REQUEST -> Copy the items word for word, beginning with the line that contains "For the evaluation set, locate the mug" and going on through the last line of the items.

[Dataset excerpts on object pointing]

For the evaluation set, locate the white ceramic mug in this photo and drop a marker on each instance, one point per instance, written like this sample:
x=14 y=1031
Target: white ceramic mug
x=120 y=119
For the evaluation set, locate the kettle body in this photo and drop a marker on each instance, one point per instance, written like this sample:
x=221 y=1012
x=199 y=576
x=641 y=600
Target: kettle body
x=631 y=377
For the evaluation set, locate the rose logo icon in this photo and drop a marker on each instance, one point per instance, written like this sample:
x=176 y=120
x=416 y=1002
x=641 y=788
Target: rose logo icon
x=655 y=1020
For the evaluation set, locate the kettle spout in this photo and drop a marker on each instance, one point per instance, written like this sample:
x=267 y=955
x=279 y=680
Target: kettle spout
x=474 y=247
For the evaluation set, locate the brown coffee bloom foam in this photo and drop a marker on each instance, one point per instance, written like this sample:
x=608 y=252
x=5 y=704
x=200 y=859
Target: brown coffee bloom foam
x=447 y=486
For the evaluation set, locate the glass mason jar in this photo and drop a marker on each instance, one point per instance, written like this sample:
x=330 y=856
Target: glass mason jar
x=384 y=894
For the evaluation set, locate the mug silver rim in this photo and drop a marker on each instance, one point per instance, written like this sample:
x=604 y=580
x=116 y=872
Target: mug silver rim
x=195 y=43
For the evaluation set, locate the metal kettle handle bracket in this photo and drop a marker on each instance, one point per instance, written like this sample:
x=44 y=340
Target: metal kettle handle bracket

RESULT FOR THIS TASK ->
For the evaluation set, locate the mug silver rim in this photo and drop a marker on each instance, one point per instance, written like this sample:
x=604 y=580
x=116 y=872
Target: mug silver rim
x=195 y=43
For the evaluation set, locate the metal kettle handle bracket in this photo and drop a marker on each instance, one point per instance, written like this sample:
x=44 y=340
Target: metal kettle handle bracket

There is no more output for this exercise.